__Input data__
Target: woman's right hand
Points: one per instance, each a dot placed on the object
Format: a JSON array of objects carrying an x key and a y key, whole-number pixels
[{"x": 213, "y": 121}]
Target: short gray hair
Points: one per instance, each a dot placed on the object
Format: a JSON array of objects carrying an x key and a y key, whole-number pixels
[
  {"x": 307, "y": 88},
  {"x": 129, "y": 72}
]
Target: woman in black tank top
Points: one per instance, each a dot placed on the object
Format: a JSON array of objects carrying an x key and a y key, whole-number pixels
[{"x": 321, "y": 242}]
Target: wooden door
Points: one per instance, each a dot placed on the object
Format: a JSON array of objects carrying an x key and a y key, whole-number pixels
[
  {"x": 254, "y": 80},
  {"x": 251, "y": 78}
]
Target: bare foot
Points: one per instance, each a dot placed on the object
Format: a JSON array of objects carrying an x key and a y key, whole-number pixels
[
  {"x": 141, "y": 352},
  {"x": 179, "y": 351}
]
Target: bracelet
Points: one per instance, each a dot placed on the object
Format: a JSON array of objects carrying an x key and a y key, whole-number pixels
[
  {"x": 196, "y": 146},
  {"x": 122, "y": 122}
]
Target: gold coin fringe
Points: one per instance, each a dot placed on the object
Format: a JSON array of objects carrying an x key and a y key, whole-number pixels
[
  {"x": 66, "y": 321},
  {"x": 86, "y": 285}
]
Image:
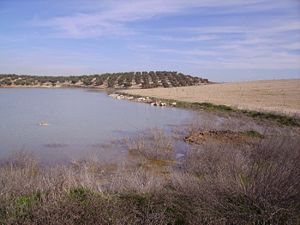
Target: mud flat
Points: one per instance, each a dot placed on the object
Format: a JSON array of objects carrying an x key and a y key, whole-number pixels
[{"x": 281, "y": 96}]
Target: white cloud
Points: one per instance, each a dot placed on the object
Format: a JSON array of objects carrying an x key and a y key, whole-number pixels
[{"x": 116, "y": 14}]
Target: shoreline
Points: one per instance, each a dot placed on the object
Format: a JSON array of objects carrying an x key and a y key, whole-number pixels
[{"x": 281, "y": 119}]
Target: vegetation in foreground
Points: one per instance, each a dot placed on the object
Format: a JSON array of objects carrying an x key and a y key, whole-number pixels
[
  {"x": 216, "y": 183},
  {"x": 144, "y": 79}
]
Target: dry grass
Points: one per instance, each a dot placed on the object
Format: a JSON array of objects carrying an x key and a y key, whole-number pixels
[
  {"x": 216, "y": 184},
  {"x": 281, "y": 96}
]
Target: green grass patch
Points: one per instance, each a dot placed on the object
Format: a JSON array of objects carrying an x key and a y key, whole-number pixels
[{"x": 253, "y": 134}]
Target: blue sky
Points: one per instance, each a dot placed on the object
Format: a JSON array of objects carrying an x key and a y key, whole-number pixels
[{"x": 230, "y": 40}]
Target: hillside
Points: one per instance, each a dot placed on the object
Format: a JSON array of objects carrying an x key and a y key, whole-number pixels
[
  {"x": 108, "y": 80},
  {"x": 281, "y": 96}
]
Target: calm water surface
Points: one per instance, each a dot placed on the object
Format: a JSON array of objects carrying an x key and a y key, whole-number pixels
[{"x": 79, "y": 121}]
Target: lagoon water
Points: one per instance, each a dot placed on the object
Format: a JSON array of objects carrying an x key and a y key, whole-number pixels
[{"x": 79, "y": 121}]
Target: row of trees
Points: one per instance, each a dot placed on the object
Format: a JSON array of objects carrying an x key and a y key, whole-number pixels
[{"x": 111, "y": 80}]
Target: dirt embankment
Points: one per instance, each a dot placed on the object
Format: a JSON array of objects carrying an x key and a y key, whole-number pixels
[{"x": 281, "y": 96}]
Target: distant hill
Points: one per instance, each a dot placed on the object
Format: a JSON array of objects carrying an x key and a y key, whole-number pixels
[{"x": 108, "y": 80}]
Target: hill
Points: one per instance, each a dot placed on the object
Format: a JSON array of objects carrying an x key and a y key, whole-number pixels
[
  {"x": 281, "y": 96},
  {"x": 108, "y": 80}
]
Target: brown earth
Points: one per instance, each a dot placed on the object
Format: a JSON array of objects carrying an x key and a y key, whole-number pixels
[{"x": 281, "y": 96}]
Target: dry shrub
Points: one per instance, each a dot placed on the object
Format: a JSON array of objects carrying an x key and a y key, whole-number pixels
[
  {"x": 255, "y": 185},
  {"x": 219, "y": 184}
]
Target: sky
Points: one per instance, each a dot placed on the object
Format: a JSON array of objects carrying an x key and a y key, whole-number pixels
[{"x": 222, "y": 40}]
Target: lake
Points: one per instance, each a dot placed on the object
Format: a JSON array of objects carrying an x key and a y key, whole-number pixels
[{"x": 80, "y": 121}]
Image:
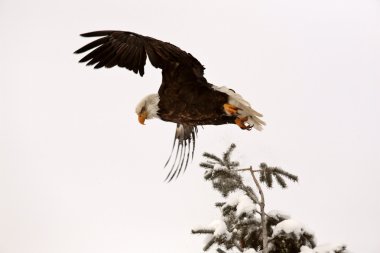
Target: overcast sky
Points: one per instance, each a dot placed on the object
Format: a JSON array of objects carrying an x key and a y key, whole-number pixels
[{"x": 79, "y": 174}]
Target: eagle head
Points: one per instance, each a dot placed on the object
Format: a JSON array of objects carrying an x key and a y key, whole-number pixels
[{"x": 148, "y": 108}]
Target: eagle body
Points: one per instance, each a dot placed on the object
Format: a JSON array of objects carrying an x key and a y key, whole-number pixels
[{"x": 185, "y": 97}]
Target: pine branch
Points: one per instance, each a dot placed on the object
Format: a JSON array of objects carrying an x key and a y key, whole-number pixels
[
  {"x": 280, "y": 180},
  {"x": 286, "y": 174},
  {"x": 219, "y": 250},
  {"x": 227, "y": 154},
  {"x": 268, "y": 178},
  {"x": 263, "y": 216},
  {"x": 213, "y": 157},
  {"x": 202, "y": 231},
  {"x": 206, "y": 165}
]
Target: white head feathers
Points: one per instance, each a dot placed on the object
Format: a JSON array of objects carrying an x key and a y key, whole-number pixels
[{"x": 149, "y": 105}]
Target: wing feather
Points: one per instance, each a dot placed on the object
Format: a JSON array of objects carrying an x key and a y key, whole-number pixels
[{"x": 130, "y": 50}]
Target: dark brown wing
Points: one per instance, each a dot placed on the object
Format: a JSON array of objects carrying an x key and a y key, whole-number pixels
[{"x": 129, "y": 50}]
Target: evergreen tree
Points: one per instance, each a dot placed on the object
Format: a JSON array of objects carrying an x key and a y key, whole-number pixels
[{"x": 244, "y": 224}]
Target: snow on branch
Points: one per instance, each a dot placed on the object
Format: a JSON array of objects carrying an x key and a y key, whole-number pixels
[{"x": 244, "y": 225}]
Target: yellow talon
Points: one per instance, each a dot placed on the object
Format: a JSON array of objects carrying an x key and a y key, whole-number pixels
[
  {"x": 230, "y": 109},
  {"x": 241, "y": 123}
]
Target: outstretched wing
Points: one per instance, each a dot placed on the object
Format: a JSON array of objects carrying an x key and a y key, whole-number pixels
[
  {"x": 183, "y": 147},
  {"x": 130, "y": 50}
]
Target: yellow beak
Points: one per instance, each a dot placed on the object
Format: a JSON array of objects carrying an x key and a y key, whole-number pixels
[{"x": 142, "y": 118}]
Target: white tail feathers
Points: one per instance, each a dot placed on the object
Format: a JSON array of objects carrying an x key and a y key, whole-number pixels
[{"x": 245, "y": 109}]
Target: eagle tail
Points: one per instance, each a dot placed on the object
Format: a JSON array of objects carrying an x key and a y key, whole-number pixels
[{"x": 183, "y": 146}]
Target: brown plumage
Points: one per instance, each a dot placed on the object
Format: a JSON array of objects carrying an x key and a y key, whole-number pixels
[{"x": 184, "y": 97}]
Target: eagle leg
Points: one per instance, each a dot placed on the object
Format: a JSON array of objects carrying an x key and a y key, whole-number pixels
[
  {"x": 230, "y": 109},
  {"x": 241, "y": 123}
]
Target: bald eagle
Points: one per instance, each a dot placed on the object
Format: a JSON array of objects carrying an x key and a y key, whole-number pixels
[{"x": 185, "y": 97}]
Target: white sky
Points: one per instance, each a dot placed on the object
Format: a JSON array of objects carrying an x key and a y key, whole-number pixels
[{"x": 78, "y": 173}]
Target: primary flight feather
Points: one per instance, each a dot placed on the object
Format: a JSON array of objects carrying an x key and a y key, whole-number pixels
[{"x": 184, "y": 97}]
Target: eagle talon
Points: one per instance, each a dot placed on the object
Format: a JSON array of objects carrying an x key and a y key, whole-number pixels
[
  {"x": 241, "y": 123},
  {"x": 230, "y": 109}
]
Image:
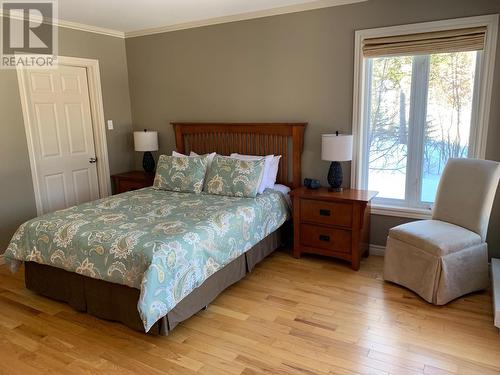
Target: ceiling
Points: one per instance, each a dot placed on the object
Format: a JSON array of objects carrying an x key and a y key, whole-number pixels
[{"x": 140, "y": 17}]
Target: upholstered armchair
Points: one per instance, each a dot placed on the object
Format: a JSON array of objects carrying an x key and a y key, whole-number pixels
[{"x": 446, "y": 257}]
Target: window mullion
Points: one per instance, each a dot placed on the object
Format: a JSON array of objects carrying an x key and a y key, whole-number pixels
[
  {"x": 416, "y": 128},
  {"x": 365, "y": 147}
]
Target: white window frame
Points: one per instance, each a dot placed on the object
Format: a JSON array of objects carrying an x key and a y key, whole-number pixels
[{"x": 480, "y": 112}]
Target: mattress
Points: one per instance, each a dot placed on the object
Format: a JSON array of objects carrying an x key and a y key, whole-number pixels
[{"x": 165, "y": 244}]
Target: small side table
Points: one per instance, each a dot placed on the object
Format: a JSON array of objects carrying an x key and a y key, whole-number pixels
[
  {"x": 335, "y": 224},
  {"x": 132, "y": 180}
]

__Task to carry out__
Extract each line from the entries above that contains the string "talon".

__Expected output__
Target: yellow talon
Target: eagle talon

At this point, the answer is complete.